### TRECHO DA PÁGINA
- - -

Embora existam nomes de expressão no contexto internacional, a literatura portuguesa é pouco reconhecida quando o assunto é ganhar o prêmio Nobel. Nos 122 anos de existência dessa premiação, o escritor José Saramago foi o único português a receber tamanha honraria. Convenhamos: é bem pouco para um país que tem o privilégio de ter em sua história da literatura autores como Luís de Camões, Fernando Pessoa e Eça de Queiroz.

Longe de ser unanimidade em Portugal, o autor de “Levantando do Chão” recebeu críticas em vida e até mesmo depois de sua morte. Grande parte da crítica literária portuguesa aponta a escritora Augustina Bessa Luís e Antônio Lobo Antunes, o médico psiquiatra que se tornou escritor, como autores de maior expressão. Após o falecimento de Augustina Bessa Luís, Lobo Antunes é o único escritor português com reais chances de ganhar o prêmio Nobel de literatura.

Em uma matéria de autoria do excelente Euler Belém (publicada pelo jornal Opção, em 13 de outubro de 2018), Lobo Antunes faz um duplo ataque contra o prêmio Nobel e o único ganhador em língua portuguesa dessa honraria. Antunes não só desprezou o prêmio Nobel como atacou duramente o escritor José Saramago. A respeito desse assunto, a metralhadora do autor de “Os Cus de Judas” disparou: “estou farto de ouvir falar do Nobel, é apenas um prêmio literário em que últimas pessoas que têm ganho não me agradam.” Daí alguém pode pensar: “Dor de cotovelo de quem ainda não foi agraciado pela academia sueca que julga o merecedor de tamanha honraria?”

Depois de ler Lobo Antunes e desistir de entender a confusão da literatura de Saramago, afirmo, com toda convicção: Lobo Antunes é um escritor de maior peso na literatura mundial do que José Saramago. Tanto Saramago quanto Lobo Antunes são autores de difícil leitura. Entretanto, existe uma grande diferença entre eles.

O esforço que o leitor fará para entender o que o autor de “História do Cerco de Lisboa” pouco lhe acrescentará. No entanto, se esse leitor decidir enfrentar os labirintos da narrativa de Lobo Antunes, ele será amplamente recompensado pela capacidade que o autor tem de, através de uma linguagem de intertextualidade com grandes obras da literatura mundial, ampliar o leque cultural. Dito de outro modo: Lobo Antunes narra uma situação, de repente, ele insere na narrativa clássicos da literatura mundial para se fazer entender.

- - -

### DADOS COLETADOS
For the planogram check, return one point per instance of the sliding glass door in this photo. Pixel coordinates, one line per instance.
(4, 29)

- - -

### TAREFAS
a) Qual é o resumo, em duas frases, do texto sobre Saramago e Lobo Antunes?
b) Como fica, em forma de lista, o parágrafo do texto sobre Saramago e Lobo Antunes que começa com "Em uma matéria de autoria"?
c) Escreva a continuação do texto sobre Saramago e Lobo Antunes, começando logo após a última frase.

### RESULTADOS ESPERADOS
a) José Saramago foi o único português a receber o prêmio Nobel em 122 anos, mas não é unanimidade em Portugal, onde grande parte da crítica aponta Lobo Antunes como autor de maior expressão e único escritor português com reais chances de ganhar o prêmio. Lobo Antunes desprezou o Nobel e atacou Saramago, e o autor afirma que ele tem mais peso na literatura mundial: sua leitura difícil recompensa o leitor com uma intertextualidade que amplia o leque cultural.

b)
- A matéria é de Euler Belém e foi publicada pelo jornal Opção em 13 de outubro de 2018.
- Nela, Lobo Antunes ataca o prêmio Nobel e José Saramago, o único ganhador em língua portuguesa.
- Lobo Antunes desprezou o prêmio e atacou duramente Saramago.
- Disse estar farto de ouvir falar do Nobel, um prêmio literário cujos últimos ganhadores não lhe agradam.
- Alguém pode ver nisso dor de cotovelo de quem ainda não foi agraciado pela academia sueca.

c)
Vejamos o seguinte exemplo: “[...] nunca havia nenhuma carta para ele: sentia-se como o Coronel de García Márquez, habilitado pela solidão sem remédio e pelos cogumelos fosforescentes das tripas, aguardando notícias que não chagavam, que não chegariam jamais.” O autor recorreu a uma situação de espera que ocorre em seu livro “Memórias de Elefante”. Faz uso de passagens de outros grandes clássicos, criando, assim, uma narrativa absolutamente inovadora. Para fazer isso, somente os escritores de vasta cultura serão bem-sucedidos. As partes se encaixam no todo, desse modo, criando uma unidade. O que ganha o leitor com o entendimento dessa aparente dificuldade? Eis a resposta: erudição, profundidade.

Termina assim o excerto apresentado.